» **SOURCE PASSAGE**
• • • • • • •

Onions Make You Fry is an adventure featuring the culinary antics of Flint Malone, a Cajun caterer from New Iberia, Louisiana. Flint’s expertise around a stove is only outdone by his investigation of mysterious events surrounding Hammer University, an automotive college teaching non-confrontational sales and communication techniques. Flint’s former boss, Jim, asks his help to investigate suspected industrial espionage threatening Hammer University. Using his catering business called It Don’t Matter, Flint and his assistant Lila become embroiled in several murders obviously interwoven in a satanic cult on Galveston Island in which several Hammer University employees are deeply involved. The adventure brings Flint to his hometown of New Iberia, Louisiana, where to his horror he discovers that the core of the cult’s origin is right at his back door. No obvious clues tie the intricate web of intrigue together until Flint discovers an insidious disposal system for body parts. Flint transforms himself into a unique old reprobate named Gator, the disguise allowing Flint to infiltrate the cult and expose its evil and prosecute the central members. In Onions Make You Fry, good prevails over evil and the reader becomes deeply involved in the characters, their foibles, and sensual innuendoes. An interesting and useful aside to this adventure is a number of descriptive recipes for some of Flint’s favorite Cajun delicacies, the reader can follow and prepare while joining Flint and Company in a spiritual and actual battle that will literally keep you glued to either your stove or your chair.

• • • • • • •

» **DATA SECTION**
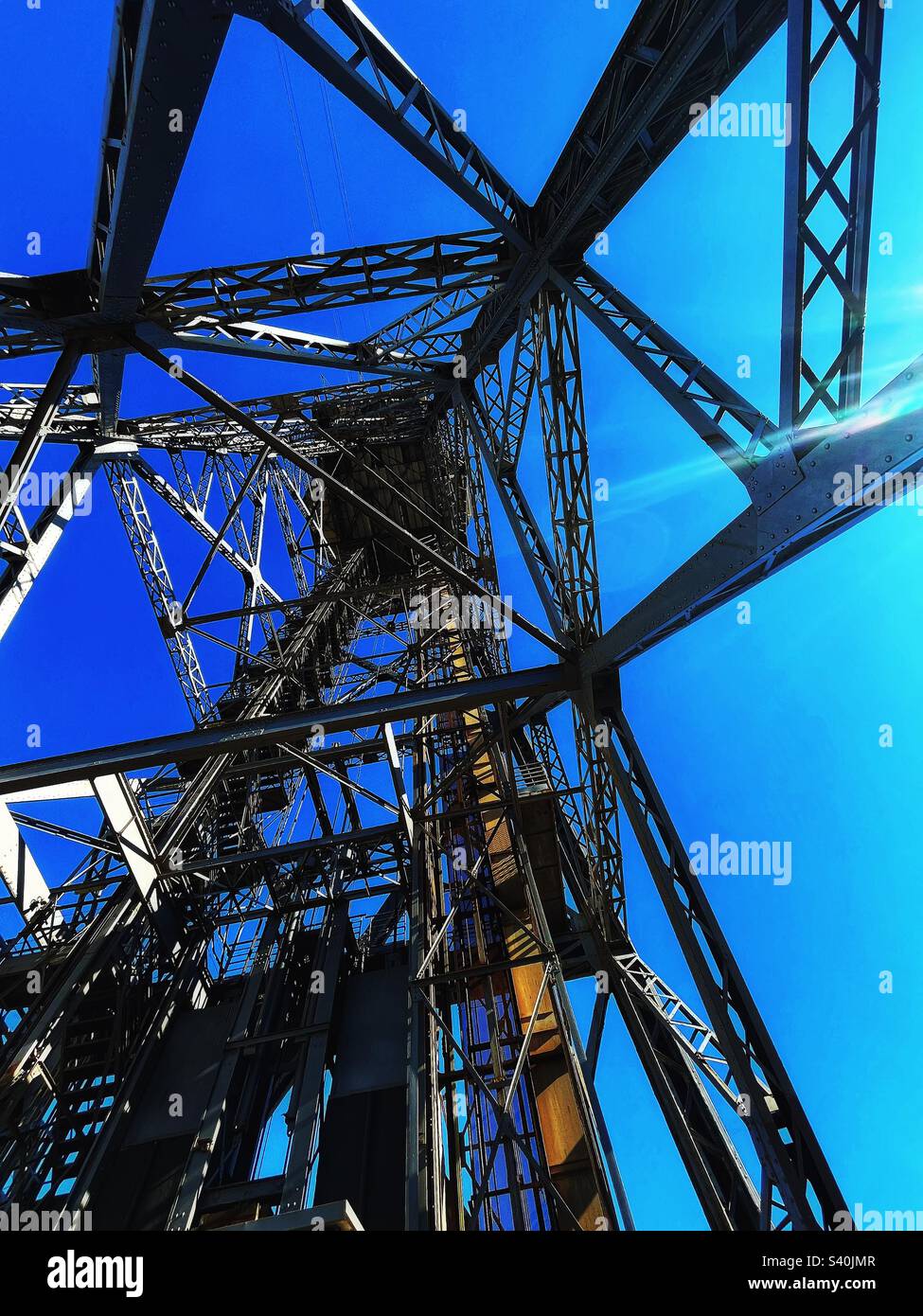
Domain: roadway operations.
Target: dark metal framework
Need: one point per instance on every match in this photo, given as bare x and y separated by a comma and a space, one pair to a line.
370, 830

• • • • • • •

» **EXERCISES TO COMPLETE**
a - Answer each question using the book description, one answer per line marked (i), (ii), (iii).
(i) What is the hometown of Flint Malone?
(ii) What is Flint's catering business called?
(iii) What name does Flint use for the old reprobate he transforms himself into?
b - List every person named in the book description, leaving out the name of Flint's disguise.

» **SOLUTIONS TO THE EXERCISE**
a -
(i) New Iberia, Louisiana
(ii) It Don’t Matter
(iii) Gator

b -
Flint Malone
Jim
Lila